### INSTRUCTIONS
**A)** From the excerpt about late summer in Reykjavík, list each obstacle it names to traveling outside the city in autumn and winter.
**B)** Answer these questions using the excerpt about late summer in Reykjavík:
(i) What are the geese gathering for?
(ii) When does term start?
(iii) Besides a good reason, what would you need to leave the city in autumn and winter?

### EXCERPT
────
If we want to travel, Pétur says, we should go now. Summer is passing. The geese are gathering for their winter migration and the blueberries are already over. Term starts at the end of August. Sometimes when I wake in the night there is darkness, and on late nights I need a bedside light for reading. We are beginning to stuff coats under the pushchair for days out, although most days it’s still warm enough to find a hollow in the lava field and sit among the rowan bushes for a picnic of flatkökur and cheese. If you leave it much longer, Pétur warns, it will be too late. It’s only weeks later that I understand what he’s telling me. It’s not that it’s impossible to leave the city in autumn and winter, but you wouldn’t do it without a good reason and a four-wheel drive car. The weather in the city tells you nothing about the weather over the mountains, and most roads beyond Reykjavík can be officially or practically closed at any time. Even if you set out on a clear day, blizzards can move across the skies faster than a car travels, and the roads outside the city aren’t gritted. We don’t understand yet that for several months the only way out of Reykjavík for us will be on a plane.
────
Point-based annotation data
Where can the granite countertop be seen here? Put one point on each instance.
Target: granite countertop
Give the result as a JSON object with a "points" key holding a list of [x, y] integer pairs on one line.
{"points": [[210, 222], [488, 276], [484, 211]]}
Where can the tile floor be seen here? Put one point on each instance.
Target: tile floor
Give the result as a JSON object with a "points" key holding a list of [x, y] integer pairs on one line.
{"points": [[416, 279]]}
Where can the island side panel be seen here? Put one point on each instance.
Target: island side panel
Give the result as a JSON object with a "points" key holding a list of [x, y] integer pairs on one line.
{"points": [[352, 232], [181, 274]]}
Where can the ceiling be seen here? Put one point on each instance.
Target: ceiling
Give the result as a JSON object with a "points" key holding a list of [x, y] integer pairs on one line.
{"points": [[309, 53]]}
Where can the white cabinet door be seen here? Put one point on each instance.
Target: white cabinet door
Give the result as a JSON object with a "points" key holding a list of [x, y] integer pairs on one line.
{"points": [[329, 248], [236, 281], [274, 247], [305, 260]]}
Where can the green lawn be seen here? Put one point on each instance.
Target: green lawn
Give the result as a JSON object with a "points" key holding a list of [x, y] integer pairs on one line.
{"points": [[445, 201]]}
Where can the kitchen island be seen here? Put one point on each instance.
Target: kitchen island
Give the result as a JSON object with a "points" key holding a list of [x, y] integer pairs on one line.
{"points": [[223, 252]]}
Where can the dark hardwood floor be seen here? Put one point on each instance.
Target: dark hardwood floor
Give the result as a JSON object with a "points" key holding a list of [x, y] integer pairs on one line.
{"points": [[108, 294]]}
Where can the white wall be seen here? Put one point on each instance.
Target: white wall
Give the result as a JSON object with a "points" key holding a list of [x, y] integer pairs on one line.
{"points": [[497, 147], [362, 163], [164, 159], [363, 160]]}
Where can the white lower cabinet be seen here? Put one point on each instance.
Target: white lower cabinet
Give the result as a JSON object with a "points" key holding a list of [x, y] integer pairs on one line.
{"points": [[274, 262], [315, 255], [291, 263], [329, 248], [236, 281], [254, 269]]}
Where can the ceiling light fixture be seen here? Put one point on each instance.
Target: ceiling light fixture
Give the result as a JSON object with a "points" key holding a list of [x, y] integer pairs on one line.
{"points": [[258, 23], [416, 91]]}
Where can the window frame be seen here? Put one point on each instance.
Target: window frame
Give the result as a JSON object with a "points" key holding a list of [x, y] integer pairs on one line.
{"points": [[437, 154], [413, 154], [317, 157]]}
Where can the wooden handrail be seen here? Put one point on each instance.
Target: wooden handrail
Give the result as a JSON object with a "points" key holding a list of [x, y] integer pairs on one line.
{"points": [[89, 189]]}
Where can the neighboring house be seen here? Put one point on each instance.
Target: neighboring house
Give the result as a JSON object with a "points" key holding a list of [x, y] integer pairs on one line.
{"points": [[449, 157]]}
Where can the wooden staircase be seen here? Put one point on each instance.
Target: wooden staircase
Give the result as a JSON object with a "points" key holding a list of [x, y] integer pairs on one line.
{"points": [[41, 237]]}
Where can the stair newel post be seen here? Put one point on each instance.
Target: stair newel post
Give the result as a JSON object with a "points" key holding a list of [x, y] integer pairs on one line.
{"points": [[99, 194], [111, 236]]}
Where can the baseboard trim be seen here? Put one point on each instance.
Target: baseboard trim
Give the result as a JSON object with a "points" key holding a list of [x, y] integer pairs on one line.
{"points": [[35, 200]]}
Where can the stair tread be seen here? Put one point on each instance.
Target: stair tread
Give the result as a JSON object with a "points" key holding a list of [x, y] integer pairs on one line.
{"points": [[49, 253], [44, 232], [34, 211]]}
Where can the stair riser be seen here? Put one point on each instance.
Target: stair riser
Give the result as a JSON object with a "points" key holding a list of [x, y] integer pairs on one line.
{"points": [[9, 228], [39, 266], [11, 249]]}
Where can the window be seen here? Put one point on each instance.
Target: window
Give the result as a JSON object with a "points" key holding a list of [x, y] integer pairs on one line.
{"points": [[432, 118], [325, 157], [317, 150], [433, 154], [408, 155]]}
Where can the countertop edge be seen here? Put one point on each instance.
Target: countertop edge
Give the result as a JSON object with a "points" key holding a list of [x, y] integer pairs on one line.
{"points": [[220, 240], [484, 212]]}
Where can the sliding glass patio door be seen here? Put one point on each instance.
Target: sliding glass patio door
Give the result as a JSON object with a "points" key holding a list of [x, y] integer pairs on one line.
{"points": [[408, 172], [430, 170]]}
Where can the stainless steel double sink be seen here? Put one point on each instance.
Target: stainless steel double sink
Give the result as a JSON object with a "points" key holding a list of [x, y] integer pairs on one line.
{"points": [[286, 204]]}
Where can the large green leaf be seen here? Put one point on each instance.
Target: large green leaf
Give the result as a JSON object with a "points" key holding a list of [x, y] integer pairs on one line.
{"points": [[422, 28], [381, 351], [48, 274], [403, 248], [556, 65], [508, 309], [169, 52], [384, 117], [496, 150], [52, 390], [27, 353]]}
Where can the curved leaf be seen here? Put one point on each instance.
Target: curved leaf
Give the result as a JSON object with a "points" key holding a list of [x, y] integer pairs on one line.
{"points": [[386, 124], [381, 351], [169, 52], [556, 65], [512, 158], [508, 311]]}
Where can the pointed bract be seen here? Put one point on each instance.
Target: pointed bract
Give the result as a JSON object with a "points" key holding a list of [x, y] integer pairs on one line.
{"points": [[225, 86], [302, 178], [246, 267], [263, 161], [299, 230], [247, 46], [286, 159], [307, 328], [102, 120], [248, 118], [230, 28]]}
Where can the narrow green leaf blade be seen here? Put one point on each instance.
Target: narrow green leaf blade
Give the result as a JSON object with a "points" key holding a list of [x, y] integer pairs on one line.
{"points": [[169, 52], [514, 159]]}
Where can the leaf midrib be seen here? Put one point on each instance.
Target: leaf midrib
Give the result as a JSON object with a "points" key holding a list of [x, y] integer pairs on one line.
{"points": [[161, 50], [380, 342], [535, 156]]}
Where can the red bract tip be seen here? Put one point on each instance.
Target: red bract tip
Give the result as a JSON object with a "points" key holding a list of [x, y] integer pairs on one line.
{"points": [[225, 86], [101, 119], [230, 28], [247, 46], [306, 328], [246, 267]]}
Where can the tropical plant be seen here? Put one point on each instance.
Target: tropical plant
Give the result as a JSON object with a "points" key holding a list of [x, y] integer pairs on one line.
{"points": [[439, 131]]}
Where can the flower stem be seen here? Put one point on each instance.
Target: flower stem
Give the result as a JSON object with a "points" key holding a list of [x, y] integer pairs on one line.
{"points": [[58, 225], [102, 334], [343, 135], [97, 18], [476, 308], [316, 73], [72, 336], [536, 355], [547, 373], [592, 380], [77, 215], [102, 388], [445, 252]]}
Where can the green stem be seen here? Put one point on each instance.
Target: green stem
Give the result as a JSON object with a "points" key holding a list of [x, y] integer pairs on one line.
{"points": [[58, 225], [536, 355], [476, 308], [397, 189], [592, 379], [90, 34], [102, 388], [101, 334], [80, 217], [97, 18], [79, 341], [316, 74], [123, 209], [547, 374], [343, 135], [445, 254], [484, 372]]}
────
### SOLUTIONS TO THE EXERCISE
**A)**
- The weather in the city tells you nothing about the weather over the mountains.
- Most roads beyond Reykjavík can be officially or practically closed at any time.
- Blizzards can move across the skies faster than a car travels, even after setting out on a clear day.
- The roads outside the city aren't gritted.

**B)**
(i) Their winter migration.
(ii) At the end of August.
(iii) A four-wheel drive car.